BEGIN DATA TO USE

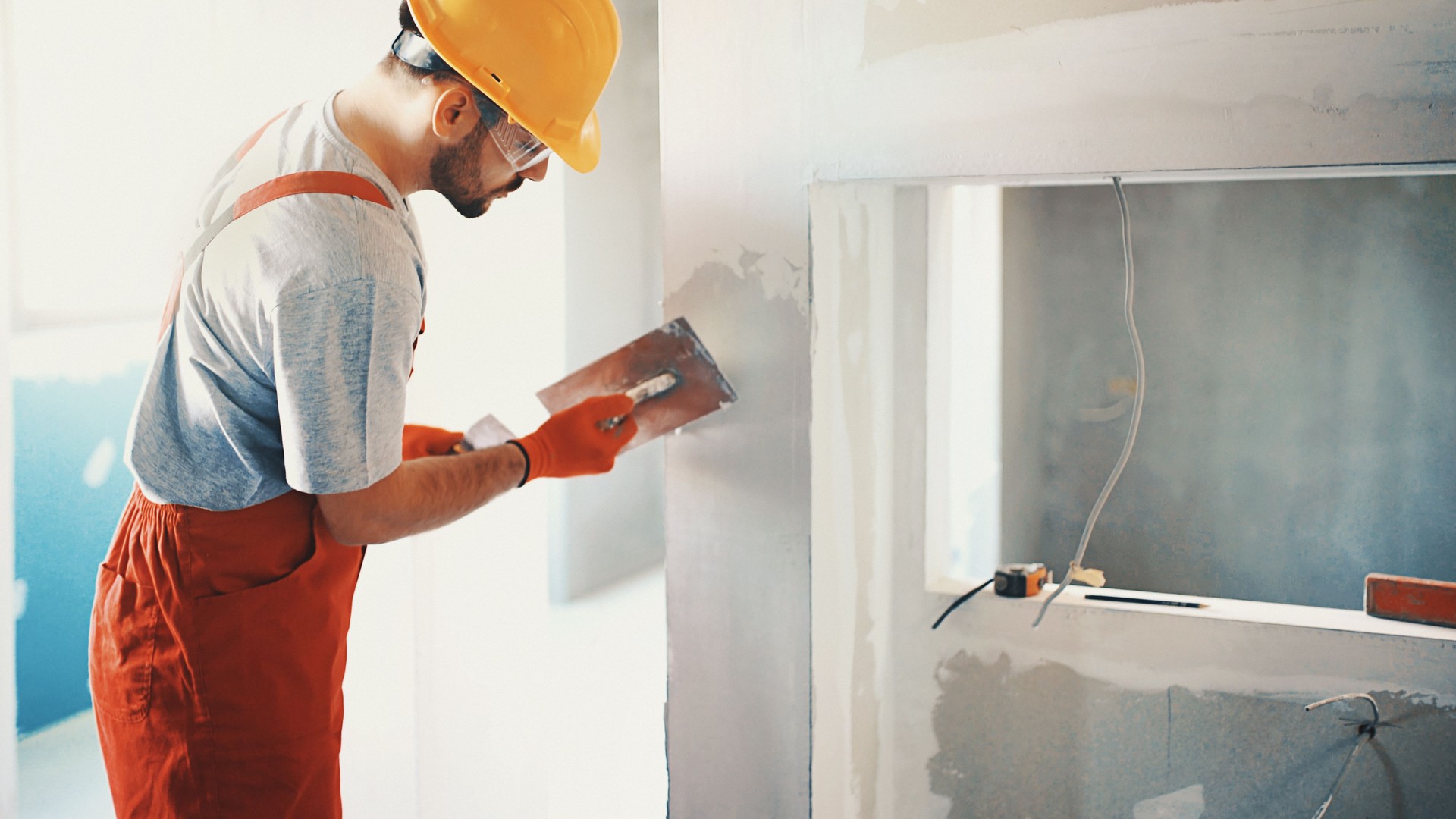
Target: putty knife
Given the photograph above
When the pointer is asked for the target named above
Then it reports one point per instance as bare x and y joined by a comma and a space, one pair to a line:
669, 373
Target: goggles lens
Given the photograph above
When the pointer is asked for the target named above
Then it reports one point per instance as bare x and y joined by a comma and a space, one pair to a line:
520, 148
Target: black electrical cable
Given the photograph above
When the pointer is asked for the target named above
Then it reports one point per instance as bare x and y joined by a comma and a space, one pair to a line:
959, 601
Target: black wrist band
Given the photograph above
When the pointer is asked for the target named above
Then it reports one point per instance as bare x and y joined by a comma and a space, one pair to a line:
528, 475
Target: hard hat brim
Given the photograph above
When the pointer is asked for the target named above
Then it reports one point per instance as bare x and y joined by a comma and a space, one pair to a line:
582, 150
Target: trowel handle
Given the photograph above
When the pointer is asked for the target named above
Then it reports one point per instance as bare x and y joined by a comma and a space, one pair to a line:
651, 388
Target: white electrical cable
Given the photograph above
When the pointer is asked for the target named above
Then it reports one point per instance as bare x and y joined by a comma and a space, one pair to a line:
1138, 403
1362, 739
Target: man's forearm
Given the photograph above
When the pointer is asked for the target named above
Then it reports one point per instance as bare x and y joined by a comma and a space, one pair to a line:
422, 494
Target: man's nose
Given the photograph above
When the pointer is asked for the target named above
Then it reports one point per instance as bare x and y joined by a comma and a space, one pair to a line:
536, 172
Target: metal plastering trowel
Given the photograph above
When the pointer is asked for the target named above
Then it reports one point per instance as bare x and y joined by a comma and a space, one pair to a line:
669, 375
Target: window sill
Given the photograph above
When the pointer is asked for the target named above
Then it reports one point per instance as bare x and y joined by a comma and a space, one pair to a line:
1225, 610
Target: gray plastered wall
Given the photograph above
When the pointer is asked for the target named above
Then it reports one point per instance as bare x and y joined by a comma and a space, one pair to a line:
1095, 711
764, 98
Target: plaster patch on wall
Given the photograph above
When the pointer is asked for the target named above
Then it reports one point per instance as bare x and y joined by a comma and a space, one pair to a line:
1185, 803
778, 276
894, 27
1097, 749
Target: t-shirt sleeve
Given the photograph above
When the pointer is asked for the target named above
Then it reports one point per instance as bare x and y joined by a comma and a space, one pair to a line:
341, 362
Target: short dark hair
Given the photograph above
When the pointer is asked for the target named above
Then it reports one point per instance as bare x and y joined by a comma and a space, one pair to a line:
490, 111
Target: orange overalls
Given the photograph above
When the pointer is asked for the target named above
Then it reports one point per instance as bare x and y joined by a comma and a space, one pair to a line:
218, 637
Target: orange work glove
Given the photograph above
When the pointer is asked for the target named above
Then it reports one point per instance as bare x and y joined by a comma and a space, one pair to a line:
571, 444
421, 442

END DATA TO USE
BEGIN DATA TO USE

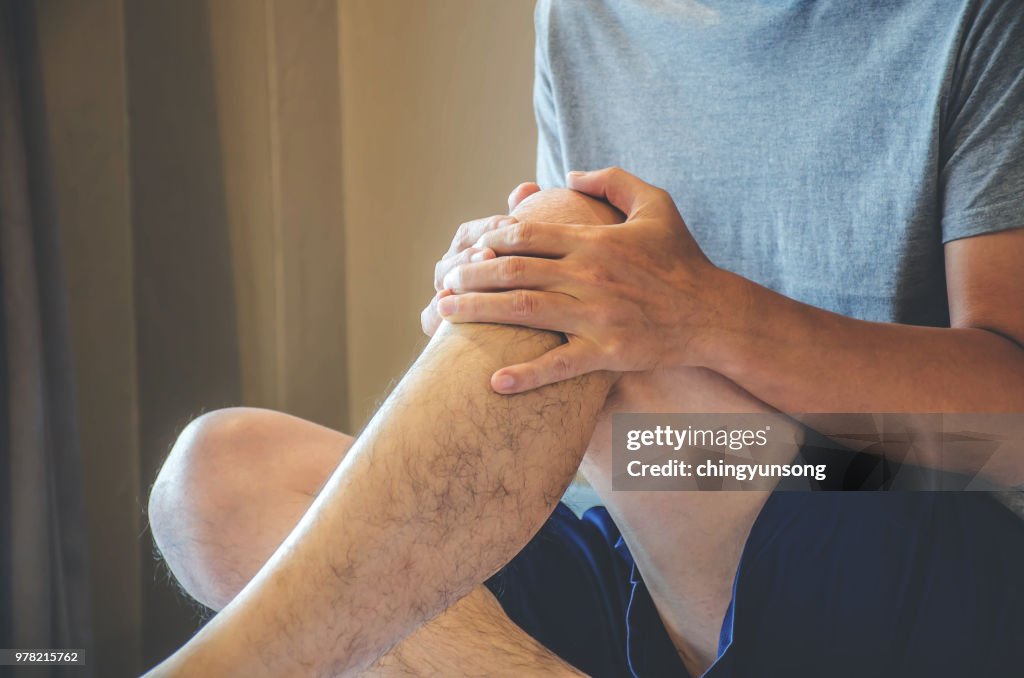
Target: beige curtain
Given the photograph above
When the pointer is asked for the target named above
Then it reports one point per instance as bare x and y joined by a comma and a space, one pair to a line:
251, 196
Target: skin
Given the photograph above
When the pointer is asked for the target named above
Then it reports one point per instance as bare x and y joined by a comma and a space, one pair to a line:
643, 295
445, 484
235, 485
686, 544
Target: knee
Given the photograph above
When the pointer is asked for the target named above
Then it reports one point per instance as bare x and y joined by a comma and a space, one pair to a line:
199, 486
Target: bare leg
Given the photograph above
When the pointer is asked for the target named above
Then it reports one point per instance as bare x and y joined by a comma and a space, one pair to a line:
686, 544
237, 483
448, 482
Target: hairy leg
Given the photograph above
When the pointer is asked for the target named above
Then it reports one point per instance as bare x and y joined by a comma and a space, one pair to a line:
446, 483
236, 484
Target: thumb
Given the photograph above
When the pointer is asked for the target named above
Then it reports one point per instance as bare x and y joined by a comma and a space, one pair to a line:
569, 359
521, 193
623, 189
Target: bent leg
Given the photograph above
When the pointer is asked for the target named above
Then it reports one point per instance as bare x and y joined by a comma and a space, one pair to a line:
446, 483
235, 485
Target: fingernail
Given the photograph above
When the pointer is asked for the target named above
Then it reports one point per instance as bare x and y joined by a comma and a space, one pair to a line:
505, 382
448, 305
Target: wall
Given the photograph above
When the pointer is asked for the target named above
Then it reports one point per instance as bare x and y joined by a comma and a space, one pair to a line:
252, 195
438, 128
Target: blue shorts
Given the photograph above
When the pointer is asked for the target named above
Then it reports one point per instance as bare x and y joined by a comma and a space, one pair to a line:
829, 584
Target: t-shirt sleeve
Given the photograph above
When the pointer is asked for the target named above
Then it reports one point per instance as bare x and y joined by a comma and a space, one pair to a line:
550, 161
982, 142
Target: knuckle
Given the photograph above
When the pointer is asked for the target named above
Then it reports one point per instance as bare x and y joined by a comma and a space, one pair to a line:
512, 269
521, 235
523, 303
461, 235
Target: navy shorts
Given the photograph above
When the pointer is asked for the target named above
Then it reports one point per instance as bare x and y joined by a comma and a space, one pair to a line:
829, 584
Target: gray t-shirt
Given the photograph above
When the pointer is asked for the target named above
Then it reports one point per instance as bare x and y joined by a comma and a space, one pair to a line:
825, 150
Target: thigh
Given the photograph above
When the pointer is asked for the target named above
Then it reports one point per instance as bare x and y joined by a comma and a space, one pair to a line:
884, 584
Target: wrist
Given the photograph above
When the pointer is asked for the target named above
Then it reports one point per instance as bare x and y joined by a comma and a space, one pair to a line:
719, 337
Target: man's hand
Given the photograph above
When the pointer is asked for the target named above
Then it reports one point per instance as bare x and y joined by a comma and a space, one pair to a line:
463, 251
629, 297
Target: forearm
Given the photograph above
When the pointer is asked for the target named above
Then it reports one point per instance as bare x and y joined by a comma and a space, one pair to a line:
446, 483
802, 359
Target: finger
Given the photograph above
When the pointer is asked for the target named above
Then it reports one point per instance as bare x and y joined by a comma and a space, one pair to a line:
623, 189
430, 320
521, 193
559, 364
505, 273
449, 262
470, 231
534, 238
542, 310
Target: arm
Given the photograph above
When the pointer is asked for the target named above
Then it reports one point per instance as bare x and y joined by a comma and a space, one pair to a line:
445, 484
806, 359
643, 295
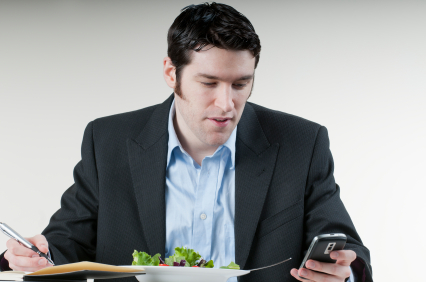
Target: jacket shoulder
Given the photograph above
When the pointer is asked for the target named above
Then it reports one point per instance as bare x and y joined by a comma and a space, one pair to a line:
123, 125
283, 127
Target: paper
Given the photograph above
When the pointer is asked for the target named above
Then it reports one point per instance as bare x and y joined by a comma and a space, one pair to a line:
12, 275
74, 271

END DATA TO USE

- WRITTEN EXERCISE:
Please count the lines above that contain the string "cable", and reply with only the number.

- EXERCISE RESULT:
2